[Stored records]
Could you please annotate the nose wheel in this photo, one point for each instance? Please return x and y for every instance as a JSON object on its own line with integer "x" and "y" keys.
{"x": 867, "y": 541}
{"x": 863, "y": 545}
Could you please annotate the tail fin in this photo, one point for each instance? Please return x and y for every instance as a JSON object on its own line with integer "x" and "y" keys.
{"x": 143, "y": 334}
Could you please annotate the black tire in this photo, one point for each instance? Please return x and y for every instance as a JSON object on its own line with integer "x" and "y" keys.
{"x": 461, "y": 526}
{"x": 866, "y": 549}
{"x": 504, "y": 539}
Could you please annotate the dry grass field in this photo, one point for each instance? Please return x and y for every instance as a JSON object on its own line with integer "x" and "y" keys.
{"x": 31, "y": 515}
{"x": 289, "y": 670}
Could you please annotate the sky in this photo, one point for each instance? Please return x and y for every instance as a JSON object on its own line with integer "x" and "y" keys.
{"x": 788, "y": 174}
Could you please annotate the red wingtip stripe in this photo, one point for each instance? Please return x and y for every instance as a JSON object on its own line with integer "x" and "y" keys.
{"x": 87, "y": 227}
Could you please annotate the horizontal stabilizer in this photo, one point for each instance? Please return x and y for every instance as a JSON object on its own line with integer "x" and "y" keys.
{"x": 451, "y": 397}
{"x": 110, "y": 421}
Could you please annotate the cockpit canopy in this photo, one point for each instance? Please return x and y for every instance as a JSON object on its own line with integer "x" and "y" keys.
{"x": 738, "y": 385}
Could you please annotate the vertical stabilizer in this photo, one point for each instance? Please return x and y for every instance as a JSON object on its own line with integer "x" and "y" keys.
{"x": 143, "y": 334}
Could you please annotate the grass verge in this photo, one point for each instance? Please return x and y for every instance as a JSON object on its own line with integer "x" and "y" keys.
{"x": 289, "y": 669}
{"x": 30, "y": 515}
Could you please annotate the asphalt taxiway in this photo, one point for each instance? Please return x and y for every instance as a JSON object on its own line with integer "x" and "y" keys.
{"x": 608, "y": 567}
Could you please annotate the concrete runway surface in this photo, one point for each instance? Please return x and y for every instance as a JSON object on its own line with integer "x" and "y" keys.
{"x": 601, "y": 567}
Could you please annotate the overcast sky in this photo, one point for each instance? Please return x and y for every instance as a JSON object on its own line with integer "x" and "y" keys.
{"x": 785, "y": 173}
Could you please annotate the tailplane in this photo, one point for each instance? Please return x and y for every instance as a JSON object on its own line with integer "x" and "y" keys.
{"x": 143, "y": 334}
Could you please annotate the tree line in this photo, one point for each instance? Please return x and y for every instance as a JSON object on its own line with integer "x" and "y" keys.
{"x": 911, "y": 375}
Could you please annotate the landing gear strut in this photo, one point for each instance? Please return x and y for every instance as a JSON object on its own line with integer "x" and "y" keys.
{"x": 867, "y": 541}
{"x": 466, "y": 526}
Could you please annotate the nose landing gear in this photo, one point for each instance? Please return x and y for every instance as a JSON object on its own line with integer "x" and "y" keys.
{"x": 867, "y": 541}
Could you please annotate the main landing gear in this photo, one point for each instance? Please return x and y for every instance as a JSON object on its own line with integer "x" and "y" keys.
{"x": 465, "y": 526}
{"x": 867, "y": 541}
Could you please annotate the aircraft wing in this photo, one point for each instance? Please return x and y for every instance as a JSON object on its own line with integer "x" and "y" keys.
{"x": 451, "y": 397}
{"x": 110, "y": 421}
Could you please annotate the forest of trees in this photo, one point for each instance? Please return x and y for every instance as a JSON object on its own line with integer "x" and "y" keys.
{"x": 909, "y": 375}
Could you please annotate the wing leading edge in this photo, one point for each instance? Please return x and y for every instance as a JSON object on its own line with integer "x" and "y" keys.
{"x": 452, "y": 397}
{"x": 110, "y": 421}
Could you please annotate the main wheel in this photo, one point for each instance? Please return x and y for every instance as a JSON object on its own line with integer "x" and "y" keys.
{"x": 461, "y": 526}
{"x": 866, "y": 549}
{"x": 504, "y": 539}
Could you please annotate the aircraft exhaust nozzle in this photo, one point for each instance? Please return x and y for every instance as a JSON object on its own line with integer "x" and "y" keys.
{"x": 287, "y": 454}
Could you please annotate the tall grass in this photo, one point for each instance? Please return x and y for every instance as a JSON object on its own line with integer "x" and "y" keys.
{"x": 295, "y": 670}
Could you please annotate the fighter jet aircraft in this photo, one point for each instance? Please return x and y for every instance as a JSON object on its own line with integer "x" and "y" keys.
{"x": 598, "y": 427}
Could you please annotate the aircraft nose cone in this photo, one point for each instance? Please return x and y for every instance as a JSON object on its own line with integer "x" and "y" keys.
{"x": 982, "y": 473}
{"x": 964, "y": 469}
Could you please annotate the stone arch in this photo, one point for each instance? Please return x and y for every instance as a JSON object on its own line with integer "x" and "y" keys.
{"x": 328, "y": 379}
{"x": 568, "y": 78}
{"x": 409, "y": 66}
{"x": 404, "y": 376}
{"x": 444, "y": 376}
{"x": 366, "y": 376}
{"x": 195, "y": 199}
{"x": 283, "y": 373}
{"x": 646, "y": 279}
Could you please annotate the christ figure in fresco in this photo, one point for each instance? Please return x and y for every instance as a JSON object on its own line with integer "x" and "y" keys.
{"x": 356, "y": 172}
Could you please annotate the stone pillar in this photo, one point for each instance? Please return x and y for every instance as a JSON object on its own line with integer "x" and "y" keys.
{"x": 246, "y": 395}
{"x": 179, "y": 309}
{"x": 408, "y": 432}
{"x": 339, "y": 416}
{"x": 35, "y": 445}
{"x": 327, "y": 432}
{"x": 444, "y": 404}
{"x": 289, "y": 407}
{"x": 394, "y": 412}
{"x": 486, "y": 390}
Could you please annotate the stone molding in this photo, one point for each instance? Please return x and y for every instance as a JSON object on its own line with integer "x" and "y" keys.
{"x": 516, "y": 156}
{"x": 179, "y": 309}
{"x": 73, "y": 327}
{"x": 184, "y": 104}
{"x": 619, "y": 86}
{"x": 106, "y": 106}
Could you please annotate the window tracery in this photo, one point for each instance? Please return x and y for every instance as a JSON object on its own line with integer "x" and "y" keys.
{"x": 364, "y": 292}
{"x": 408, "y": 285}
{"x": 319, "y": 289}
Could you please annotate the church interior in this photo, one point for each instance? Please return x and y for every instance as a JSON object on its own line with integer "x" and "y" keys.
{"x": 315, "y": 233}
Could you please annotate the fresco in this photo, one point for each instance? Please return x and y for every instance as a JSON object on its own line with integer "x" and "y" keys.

• EXERCISE DETAILS:
Only the lines from the one with "Could you please annotate the church" through the end of the material are wanted; copy them exactly, both ends included.

• WRITTEN REPLY:
Could you please annotate the church interior in this photo, one point for each instance? Please return x and y for every instance as a JSON object on its own line with integer "x" and "y" keys.
{"x": 315, "y": 233}
Could you please annotate the fresco in this photo, one point for each instance? Please return x and y for every instance as a JSON object on its own line with integer "x" and "y" keys.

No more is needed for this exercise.